• **Travail demandé**
- a) Traduisez en anglais cette phrase de l’entretien avec Alfonso Campisi : « Je suis un passionné de la Méditerranée, j’incarne tous les bons et les mauvais côtés de ce « grand lac salé » comme Braudel aimait le définir. »
- b) Repérez dans les enregistrements chaque ligne qui contient la chaîne « Need », en tenant compte de la casse, puis recopiez ces lignes.
#### Texte de la page ####
Alfonso Campisi, universitaire, écrivain «J’ai donné la parole à un peuple muet»

Alfonso Campisi avec notre collègue Nadya Ayadi

Il est le plus Tunisien des Italiens et aime comme personne son pays d’adoption la Tunisie. Président de l’AISLLI pour l’Afrique, professeur des universités en philologie romane et italienne à la Faculté des Lettres, des Arts et des Humanités à l’Université de la Manouba, Alfonso Campisi, puisque c’est de lui qu’il s’agit, est aussi un écrivain de talent passionné d’histoire en général et de l’histoire de ses origines en particulier.

Si vous aviez à vous présenter, vous diriez quoi ?
Je suis un passionné de la Méditerranée, j’incarne tous les bons et les mauvais côtés de ce « grand lac salé » comme Braudel aimait le définir.
Vous êtes venu en Tunisie dans le cadre d’une mission de 24 mois. Mais vous êtes encore là, 20 ans après. Une histoire d’amour ?
#### Enregistrements fournis ####
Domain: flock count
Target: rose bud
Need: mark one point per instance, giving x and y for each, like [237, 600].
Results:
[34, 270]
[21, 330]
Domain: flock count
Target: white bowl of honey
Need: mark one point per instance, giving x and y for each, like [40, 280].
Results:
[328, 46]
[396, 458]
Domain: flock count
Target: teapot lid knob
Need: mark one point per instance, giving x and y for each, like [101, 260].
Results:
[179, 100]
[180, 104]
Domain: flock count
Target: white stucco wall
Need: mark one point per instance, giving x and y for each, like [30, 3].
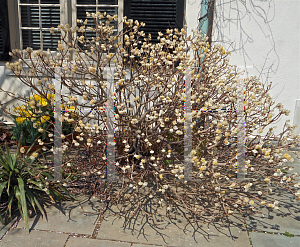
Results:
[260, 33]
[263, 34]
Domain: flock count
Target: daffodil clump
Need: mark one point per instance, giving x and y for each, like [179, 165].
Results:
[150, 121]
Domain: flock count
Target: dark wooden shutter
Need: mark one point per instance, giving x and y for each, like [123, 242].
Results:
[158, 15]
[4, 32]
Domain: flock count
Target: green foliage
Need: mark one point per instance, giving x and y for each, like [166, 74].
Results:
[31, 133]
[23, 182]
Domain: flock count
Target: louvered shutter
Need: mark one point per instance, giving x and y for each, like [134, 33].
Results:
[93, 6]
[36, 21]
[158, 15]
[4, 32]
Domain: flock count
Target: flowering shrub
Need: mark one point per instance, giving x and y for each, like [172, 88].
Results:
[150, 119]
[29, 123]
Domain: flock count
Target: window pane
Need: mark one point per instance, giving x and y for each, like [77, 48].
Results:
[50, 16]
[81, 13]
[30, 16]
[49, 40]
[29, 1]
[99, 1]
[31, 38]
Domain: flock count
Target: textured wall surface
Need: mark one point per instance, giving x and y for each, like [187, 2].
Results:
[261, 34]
####
• **Résultats par consigne**
- a) I am passionate about the Mediterranean; I embody all the good and bad sides of this "great salt lake," as Braudel liked to define it.

- b)
Need: mark one point per instance, giving x and y for each, like [237, 600].
Need: mark one point per instance, giving x and y for each, like [40, 280].
Need: mark one point per instance, giving x and y for each, like [101, 260].
Need: mark one point per instance, giving x and y for each, like [30, 3].
Need: mark one point per instance, giving x and y for each, like [179, 165].
Need: mark one point per instance, giving x and y for each, like [123, 242].
Need: mark one point per instance, giving x and y for each, like [166, 74].
Need: mark one point per instance, giving x and y for each, like [134, 33].
Need: mark one point per instance, giving x and y for each, like [172, 88].
Need: mark one point per instance, giving x and y for each, like [77, 48].
Need: mark one point per instance, giving x and y for each, like [187, 2].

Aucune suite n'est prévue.